Extract provided:
++++

Supreme Court of New York, Fourth Department

February 1, 2013

THE PEOPLE OF THE STATE OF NEW YORK, RESPONDENT,
v.
TIMOTHY S. CURRAN, DEFENDANT-APPELLANT.

Appeal from a judgment of the Monroe County Court (Dennis M. Kehoe, A.J.), rendered May 16, 2008. The judgment convicted defendant, upon a jury verdict, of criminal sexual act in the third degree (six counts) and endangering the welfare of a child (nine counts).

TIMOTHY P. DONAHER, PUBLIC DEFENDER, ROCHESTER (KIMBERLY F. DUGUAY OF COUNSEL), FOR DEFENDANT-APPELLANT.

TIMOTHY S. CURRAN, DEFENDANT-APPELLANT PRO SE.

SANDRA DOORLEY, DISTRICT ATTORNEY, ROCHESTER (MATTHEW DUNHAM OF COUNSEL), FOR RESPONDENT.

PRESENT: SCUDDER, P.J., FAHEY, CARNI, LINDLEY, AND SCONIERS, JJ.

It is hereby ORDERED that the judgment so appealed from is unanimously affirmed.

Memorandum: Defendant appeals from a judgment convicting him upon a jury verdict of six counts of criminal sexual act in the third degree (Penal Law § 130.40 [2]) and nine counts of endangering the welfare of a child (§ 260.10 [1]). Defendant failed to preserve for our review his contention that County Court erred in denying his challenge for cause to a prospective juror on the ground that she expressed an unwillingness to afford him the requisite presumption of innocence (see CPL 470.05 [2]). Defendant challenged that prospective juror for cause on another ground, i.e., based on the concern that she "seemed totally confused the whole time she was out there, " and we decline to exercise our power to review defendant's present contention as a matter of discretion in the interest of justice (see CPL 470.15 [6] [a]). We reject defendant's contention that the court improperly applied the Rape Shield Law (CPL 60.42) in precluding the cross-examination of two prosecution witnesses with respect to whether the victim engaged in online conversations with other firemen from the fire station where defendant was employed. Contrary to defendant's contention, such evidence was not relevant to support his defense that the victim's testimony was fabricated (see People v Scott, 67 A.D.3d 1052, 1054-1055, affd 16 N.Y.3d 589; People v Weinberg, 75 A.D.3d 612, 613, lv denied 15 N.Y.3d 896).

++++

Goal:
Please write out the appeal decision in full, word for word. The records come from a separate, unrelated source.

Entries provided:

++++

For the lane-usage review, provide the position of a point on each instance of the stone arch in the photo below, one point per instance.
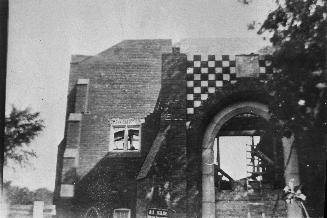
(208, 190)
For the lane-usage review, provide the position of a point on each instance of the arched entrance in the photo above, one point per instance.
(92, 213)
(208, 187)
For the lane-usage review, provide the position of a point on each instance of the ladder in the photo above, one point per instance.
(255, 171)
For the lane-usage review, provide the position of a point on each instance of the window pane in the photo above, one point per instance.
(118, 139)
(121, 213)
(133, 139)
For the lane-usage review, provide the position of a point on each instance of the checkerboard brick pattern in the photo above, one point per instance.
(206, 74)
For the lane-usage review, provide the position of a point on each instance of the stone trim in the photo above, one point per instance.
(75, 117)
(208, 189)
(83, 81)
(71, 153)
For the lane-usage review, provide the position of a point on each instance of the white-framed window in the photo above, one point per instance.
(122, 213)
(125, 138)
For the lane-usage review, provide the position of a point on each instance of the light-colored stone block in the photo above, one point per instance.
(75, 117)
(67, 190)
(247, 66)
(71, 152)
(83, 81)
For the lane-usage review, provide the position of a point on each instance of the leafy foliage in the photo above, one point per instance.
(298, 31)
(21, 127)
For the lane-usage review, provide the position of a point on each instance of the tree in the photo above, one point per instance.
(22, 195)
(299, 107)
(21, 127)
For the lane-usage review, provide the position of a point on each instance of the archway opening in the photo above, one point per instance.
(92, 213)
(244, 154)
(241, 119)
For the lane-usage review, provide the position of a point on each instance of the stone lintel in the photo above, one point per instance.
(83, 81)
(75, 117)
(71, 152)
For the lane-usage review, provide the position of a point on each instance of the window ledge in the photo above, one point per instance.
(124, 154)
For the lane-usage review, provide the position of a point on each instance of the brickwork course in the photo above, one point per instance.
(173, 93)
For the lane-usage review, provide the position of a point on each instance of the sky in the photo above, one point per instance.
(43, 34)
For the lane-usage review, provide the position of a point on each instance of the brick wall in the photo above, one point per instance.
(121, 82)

++++

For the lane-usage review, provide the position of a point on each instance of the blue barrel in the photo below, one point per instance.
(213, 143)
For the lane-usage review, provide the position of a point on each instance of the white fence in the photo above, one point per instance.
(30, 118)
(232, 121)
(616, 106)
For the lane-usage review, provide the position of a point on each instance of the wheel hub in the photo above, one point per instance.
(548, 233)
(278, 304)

++++

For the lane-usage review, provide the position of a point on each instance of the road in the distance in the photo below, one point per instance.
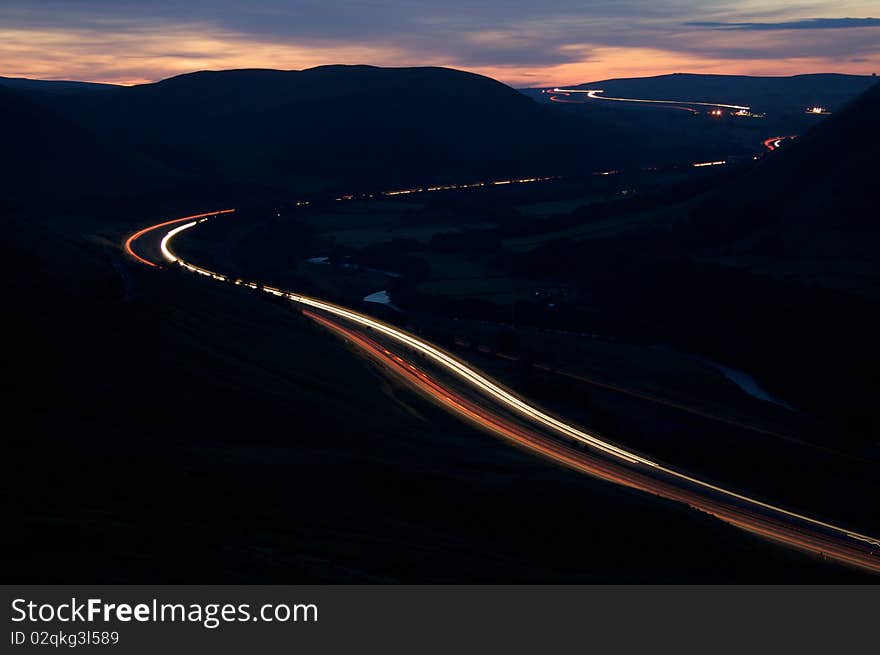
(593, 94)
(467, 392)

++++

Solution:
Supreme Court of New York, Fourth Department

February 1, 2013

THE PEOPLE OF THE STATE OF NEW YORK, RESPONDENT,
v.
TIMOTHY S. CURRAN, DEFENDANT-APPELLANT.

Appeal from a judgment of the Monroe County Court (Dennis M. Kehoe, A.J.), rendered May 16, 2008. The judgment convicted defendant, upon a jury verdict, of criminal sexual act in the third degree (six counts) and endangering the welfare of a child (nine counts).

TIMOTHY P. DONAHER, PUBLIC DEFENDER, ROCHESTER (KIMBERLY F. DUGUAY OF COUNSEL), FOR DEFENDANT-APPELLANT.

TIMOTHY S. CURRAN, DEFENDANT-APPELLANT PRO SE.

SANDRA DOORLEY, DISTRICT ATTORNEY, ROCHESTER (MATTHEW DUNHAM OF COUNSEL), FOR RESPONDENT.

PRESENT: SCUDDER, P.J., FAHEY, CARNI, LINDLEY, AND SCONIERS, JJ.

It is hereby ORDERED that the judgment so appealed from is unanimously affirmed.

Memorandum: Defendant appeals from a judgment convicting him upon a jury verdict of six counts of criminal sexual act in the third degree (Penal Law § 130.40 [2]) and nine counts of endangering the welfare of a child (§ 260.10 [1]). Defendant failed to preserve for our review his contention that County Court erred in denying his challenge for cause to a prospective juror on the ground that she expressed an unwillingness to afford him the requisite presumption of innocence (see CPL 470.05 [2]). Defendant challenged that prospective juror for cause on another ground, i.e., based on the concern that she "seemed totally confused the whole time she was out there, " and we decline to exercise our power to review defendant's present contention as a matter of discretion in the interest of justice (see CPL 470.15 [6] [a]). We reject defendant's contention that the court improperly applied the Rape Shield Law (CPL 60.42) in precluding the cross-examination of two prosecution witnesses with respect to whether the victim engaged in online conversations with other firemen from the fire station where defendant was employed. Contrary to defendant's contention, such evidence was not relevant to support his defense that the victim's testimony was fabricated (see People v Scott, 67 A.D.3d 1052, 1054-1055, affd 16 N.Y.3d 589; People v Weinberg, 75 A.D.3d 612, 613, lv denied 15 N.Y.3d 896).